**WORK INSTRUCTION**: Could you repeat every record below exactly as written?

** Opening DATA FOR PROCESSING block **

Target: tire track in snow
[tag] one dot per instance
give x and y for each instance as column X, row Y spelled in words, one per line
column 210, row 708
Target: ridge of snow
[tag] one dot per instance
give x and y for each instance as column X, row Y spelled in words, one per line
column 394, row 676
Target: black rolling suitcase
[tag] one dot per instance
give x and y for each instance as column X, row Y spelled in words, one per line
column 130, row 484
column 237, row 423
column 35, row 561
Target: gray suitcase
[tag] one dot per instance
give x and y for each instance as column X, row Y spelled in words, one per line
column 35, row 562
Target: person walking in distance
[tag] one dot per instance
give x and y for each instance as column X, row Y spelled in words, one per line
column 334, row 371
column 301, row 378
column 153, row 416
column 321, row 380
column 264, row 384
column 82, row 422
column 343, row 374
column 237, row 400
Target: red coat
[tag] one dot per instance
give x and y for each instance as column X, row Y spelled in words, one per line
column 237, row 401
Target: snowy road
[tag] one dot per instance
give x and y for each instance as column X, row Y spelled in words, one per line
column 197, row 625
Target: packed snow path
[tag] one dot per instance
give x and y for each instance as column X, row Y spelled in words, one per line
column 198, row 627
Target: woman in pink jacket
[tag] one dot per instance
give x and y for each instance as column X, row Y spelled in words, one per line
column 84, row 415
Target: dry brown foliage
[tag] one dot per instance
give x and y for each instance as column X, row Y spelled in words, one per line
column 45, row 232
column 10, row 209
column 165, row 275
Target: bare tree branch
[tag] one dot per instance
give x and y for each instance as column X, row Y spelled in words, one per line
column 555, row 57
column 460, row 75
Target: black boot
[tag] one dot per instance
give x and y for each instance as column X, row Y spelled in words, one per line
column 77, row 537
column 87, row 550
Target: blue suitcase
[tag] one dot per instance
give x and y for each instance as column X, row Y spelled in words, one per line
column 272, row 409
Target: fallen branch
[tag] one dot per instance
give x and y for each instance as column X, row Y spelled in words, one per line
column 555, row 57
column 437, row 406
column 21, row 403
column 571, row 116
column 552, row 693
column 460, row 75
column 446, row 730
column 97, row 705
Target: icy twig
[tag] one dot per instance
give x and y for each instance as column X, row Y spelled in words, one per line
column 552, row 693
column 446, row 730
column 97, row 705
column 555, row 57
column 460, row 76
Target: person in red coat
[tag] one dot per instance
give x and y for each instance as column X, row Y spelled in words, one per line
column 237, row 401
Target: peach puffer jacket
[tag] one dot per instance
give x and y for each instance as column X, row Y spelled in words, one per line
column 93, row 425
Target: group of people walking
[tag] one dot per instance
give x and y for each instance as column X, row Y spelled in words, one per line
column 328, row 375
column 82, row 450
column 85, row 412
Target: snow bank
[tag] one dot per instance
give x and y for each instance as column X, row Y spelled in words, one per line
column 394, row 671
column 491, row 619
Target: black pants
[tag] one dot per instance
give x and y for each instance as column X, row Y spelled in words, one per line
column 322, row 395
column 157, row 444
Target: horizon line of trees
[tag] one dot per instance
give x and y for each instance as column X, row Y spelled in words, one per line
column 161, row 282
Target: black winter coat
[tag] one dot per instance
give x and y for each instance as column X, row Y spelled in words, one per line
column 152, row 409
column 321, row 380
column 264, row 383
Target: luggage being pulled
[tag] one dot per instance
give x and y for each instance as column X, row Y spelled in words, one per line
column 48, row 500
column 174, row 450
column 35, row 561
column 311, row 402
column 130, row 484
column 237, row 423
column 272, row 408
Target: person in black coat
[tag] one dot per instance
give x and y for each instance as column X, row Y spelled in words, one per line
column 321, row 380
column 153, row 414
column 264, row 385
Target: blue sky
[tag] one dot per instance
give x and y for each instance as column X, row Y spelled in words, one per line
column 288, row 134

** Closing DATA FOR PROCESSING block **

**ANSWER FOR THIS EXERCISE**:
Target: tire track in snow
[tag] one dot per instance
give x and y for each instance as column X, row Y spelled in words, one per line
column 210, row 708
Target: ridge of snow
[tag] one dot per instance
give x and y for each instance as column X, row Y spelled in words, one per line
column 394, row 676
Target: black rolling suitcase
[tag] one dot per instance
give x and y for each instance as column X, row Y spelled in words, one per line
column 130, row 484
column 237, row 423
column 35, row 561
Target: gray suitcase
[tag] one dot per instance
give x and y for each instance as column X, row Y spelled in words, one per line
column 35, row 562
Target: person walking in distance
[tag] one dot per instance
give x and y for each instance as column X, row Y spelled in words, one per line
column 334, row 371
column 301, row 378
column 153, row 416
column 321, row 380
column 264, row 384
column 82, row 422
column 343, row 374
column 237, row 400
Target: red coat
[tag] one dot per instance
give x and y for each instance as column X, row Y spelled in words, one per line
column 237, row 401
Target: snowy road
[tag] one dot per instance
give x and y for each instance as column X, row Y spelled in words, one per line
column 197, row 625
Target: packed snow path
[tag] one dot per instance
give x and y for each instance as column X, row Y spelled in words, one per line
column 198, row 627
Target: woman in pink jacket
[tag] one dot per instance
give x and y for each instance as column X, row Y spelled in words, one per line
column 84, row 415
Target: dry brown foliage
[tag] one dot per instance
give x and y for each instance as column X, row Y spelled in words, one per line
column 45, row 232
column 10, row 209
column 165, row 275
Target: bare tree branch
[tag] one dot per instance
give x and y for each instance as column X, row Y spelled in words, one per line
column 555, row 57
column 460, row 75
Target: black boot
[tag] one dot per instance
give x and y for each instance as column X, row Y spelled in words, one per line
column 77, row 537
column 87, row 550
Target: blue suitcase
[tag] one dot per instance
give x and y for each instance as column X, row Y spelled in words, one per line
column 272, row 409
Target: fallen branch
[tag] one dot per instance
give x and y for each instance as column X, row Y spelled in words, one per line
column 555, row 57
column 437, row 406
column 21, row 403
column 571, row 116
column 552, row 693
column 460, row 75
column 446, row 730
column 97, row 705
Target: icy twig
[tag] one dot per instance
give x and y for each instance as column X, row Y spelled in words, one per line
column 552, row 693
column 446, row 730
column 97, row 705
column 555, row 57
column 460, row 76
Target: person in red coat
[tag] one dot per instance
give x and y for each instance as column X, row Y spelled in words, one per line
column 237, row 401
Target: peach puffer jacket
[tag] one dot per instance
give x and y for each instance as column X, row Y spelled in words, one per line
column 93, row 425
Target: group of people walking
[tag] one dot per instance
give x and y for each instance as column X, row Y spelled in words, one per line
column 328, row 375
column 82, row 450
column 85, row 412
Target: snow bank
[tag] one dot per instance
give x and y for each instance as column X, row Y spelled in words, one per line
column 394, row 671
column 491, row 619
Target: black pants
[tag] one dot per instance
give x and y for each instance as column X, row Y spelled in words, one per line
column 322, row 395
column 157, row 444
Target: horizon line of trees
[tag] one dot per instance
give x and y for each instance as column X, row Y spelled in words, one per line
column 161, row 282
Target: black winter coat
[tag] one dot per instance
give x and y for each instance as column X, row Y spelled in words, one per line
column 152, row 409
column 321, row 380
column 264, row 383
Target: luggage being pulled
[tag] one dot per instance
give x and y for each instance as column X, row Y spelled in words, one per line
column 48, row 500
column 174, row 450
column 35, row 561
column 311, row 402
column 130, row 484
column 237, row 423
column 272, row 408
Target: person in black coat
[tag] one dot per instance
give x and y for each instance as column X, row Y spelled in words, one per line
column 321, row 380
column 153, row 414
column 264, row 385
Target: blue sky
[tag] one dot per instance
give x and y for each instance as column X, row Y spelled in words, one per line
column 288, row 134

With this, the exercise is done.